_Assignment_
Write the entries out again. Each one must match exactly.

Referring expression pointing data
____
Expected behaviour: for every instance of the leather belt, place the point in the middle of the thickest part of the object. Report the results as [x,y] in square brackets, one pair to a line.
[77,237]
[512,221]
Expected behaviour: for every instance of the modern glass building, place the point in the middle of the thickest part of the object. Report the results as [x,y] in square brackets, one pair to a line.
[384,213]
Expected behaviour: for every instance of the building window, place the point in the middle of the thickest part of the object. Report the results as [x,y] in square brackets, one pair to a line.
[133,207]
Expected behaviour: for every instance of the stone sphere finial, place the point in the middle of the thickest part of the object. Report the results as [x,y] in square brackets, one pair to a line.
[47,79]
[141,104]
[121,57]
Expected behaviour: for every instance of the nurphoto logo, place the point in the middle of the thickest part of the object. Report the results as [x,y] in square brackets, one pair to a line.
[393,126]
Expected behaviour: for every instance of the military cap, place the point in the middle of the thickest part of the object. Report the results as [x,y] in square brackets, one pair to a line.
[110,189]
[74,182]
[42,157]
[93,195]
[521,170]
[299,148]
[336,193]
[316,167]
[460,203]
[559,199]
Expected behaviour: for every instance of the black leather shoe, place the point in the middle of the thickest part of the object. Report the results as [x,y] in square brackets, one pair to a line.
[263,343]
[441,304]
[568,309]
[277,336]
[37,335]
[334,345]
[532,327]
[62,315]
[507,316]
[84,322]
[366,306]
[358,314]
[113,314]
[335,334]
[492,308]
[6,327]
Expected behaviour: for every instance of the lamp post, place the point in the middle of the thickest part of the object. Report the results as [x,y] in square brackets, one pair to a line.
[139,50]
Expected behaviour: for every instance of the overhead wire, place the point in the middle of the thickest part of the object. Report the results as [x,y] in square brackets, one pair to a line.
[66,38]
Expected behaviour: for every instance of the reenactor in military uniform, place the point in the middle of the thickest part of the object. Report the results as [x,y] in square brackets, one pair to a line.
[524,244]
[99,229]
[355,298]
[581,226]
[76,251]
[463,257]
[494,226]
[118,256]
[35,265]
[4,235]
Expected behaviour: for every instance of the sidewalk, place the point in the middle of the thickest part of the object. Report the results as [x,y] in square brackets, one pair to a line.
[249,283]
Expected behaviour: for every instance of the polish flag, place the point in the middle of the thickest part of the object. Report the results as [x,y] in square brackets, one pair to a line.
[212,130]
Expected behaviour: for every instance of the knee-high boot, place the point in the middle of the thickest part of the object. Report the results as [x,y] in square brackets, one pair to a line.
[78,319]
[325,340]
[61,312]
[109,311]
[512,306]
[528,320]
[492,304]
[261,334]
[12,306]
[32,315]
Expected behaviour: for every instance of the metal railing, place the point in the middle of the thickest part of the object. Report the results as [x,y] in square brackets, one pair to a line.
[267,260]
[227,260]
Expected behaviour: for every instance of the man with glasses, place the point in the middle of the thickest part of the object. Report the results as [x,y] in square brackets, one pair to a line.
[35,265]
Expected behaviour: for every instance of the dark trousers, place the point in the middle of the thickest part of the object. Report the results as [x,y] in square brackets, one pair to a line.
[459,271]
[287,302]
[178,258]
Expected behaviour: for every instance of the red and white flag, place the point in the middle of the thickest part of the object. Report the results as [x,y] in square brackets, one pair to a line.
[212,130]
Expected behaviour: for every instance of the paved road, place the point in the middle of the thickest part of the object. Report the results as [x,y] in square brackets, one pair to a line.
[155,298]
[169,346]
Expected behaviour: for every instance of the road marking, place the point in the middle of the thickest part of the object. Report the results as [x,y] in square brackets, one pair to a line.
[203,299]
____
_Your response_
Expected behaviour: for every instance of the leather belt, place the point in the middle of the thickest part of the object. Report the results as [x,y] in square brackets, one pair to a line.
[77,237]
[512,221]
Expected behaviour: for every instance of the modern glass building, place the point in the middle of the thickest part of the object. Report the results as [x,y] in square brackets, one pair to a line.
[384,213]
Expected behaviour: for every instance of the building window, place the point in the middle of the thickest part of the object. Report the results as [x,y] in square brackets, one pair to a line.
[133,207]
Expected behaviour: for every instance of the stone sphere finial, place the point in the middle of the thickest part of the object. Report the results as [x,y] in square brackets, one pair to a line.
[47,79]
[141,104]
[121,57]
Expected behaviour: for every instance of the nurphoto logo, place the point in the middle of the thickest part of the object. Report the results as [x,y] in square brackets, one pair to a line.
[393,126]
Expected behaviour: for every instance of the military cap, place the point in the middle of the thickest part of the object. Report the results as [x,y] in square brackets, one pair to a line.
[110,189]
[74,182]
[42,157]
[93,195]
[521,170]
[299,148]
[336,193]
[316,167]
[460,203]
[559,199]
Expected behaviour: for every instance of the black leather shoe, place the point in the middle of the thickest part of the object. Report the results as [x,y] in square brackets, one pair to a line.
[263,343]
[441,304]
[568,309]
[277,336]
[37,335]
[334,345]
[532,327]
[62,315]
[507,316]
[84,322]
[366,306]
[358,314]
[113,314]
[335,334]
[492,308]
[6,327]
Expected behaviour: for every instance of the lamp post, place the point in the middle of the thickest part of the object. Report the results as [x,y] in square brackets, one pair to a line.
[139,50]
Expected behaviour: for every instance of the overhead wire, place the point in the middle of the thickest part of the object. Report the results as [x,y] in square brackets, one pair to a line.
[66,38]
Expected behaviour: for every instance of the reenactor in military uniform, place the point in the middle of the thickest part of the object. Report the results as [x,y] in square brackets, one pair to a line.
[524,244]
[99,229]
[355,298]
[581,226]
[76,251]
[463,257]
[494,226]
[118,256]
[35,265]
[4,235]
Expected behaviour: for every instance of the sidewalk, place the point in the middle of the thickest part of the object. Report the results as [x,y] in square brackets, one pair to a line.
[249,283]
Expected behaviour: for every instance of the polish flag, place the point in the middle of the thickest part of the object. Report the results as [x,y] in square brackets, one pair to a line.
[212,130]
Expected behaviour: for every instance of the knee-high boot, place the point in the middle of the thickest part of the object. Report the results as [x,y] in square brackets, one pair to a line.
[78,319]
[325,340]
[61,312]
[109,311]
[512,306]
[528,320]
[492,304]
[261,334]
[12,306]
[32,315]
Expected behaviour: for every instance of the metal railing, place the point in the middle of the thickest part of the object. Report the results as [x,y] in square brackets, one pair to a line.
[267,260]
[227,260]
Expected behaviour: for every instance of the man with glasses, place the point in the middle of the thickest part of the object. Report the results as [x,y] in square brackets, one pair to a line.
[35,265]
Expected behaviour: for every instance of the dark trousers, place the point in the middle of the thickest part of the object. Report the results as [x,y] in square brackets, one pair to a line.
[459,271]
[287,302]
[178,258]
Expected behaviour: for every instance of the red and white flag, place the point in the middle of the thickest part of the object. Report the results as [x,y] in square brackets, one pair to a line.
[212,130]
Expected behaviour: for every instance of the paved road, place the point in the middle of the thickest part of the object. Report the results as [x,y] in square brackets, one pair to a line.
[155,298]
[169,346]
Expected behaviour: for every instance of the road marking, place the point in the middle of the thickest part of the object. Report the results as [x,y] in square brackets, one pair to a line.
[203,299]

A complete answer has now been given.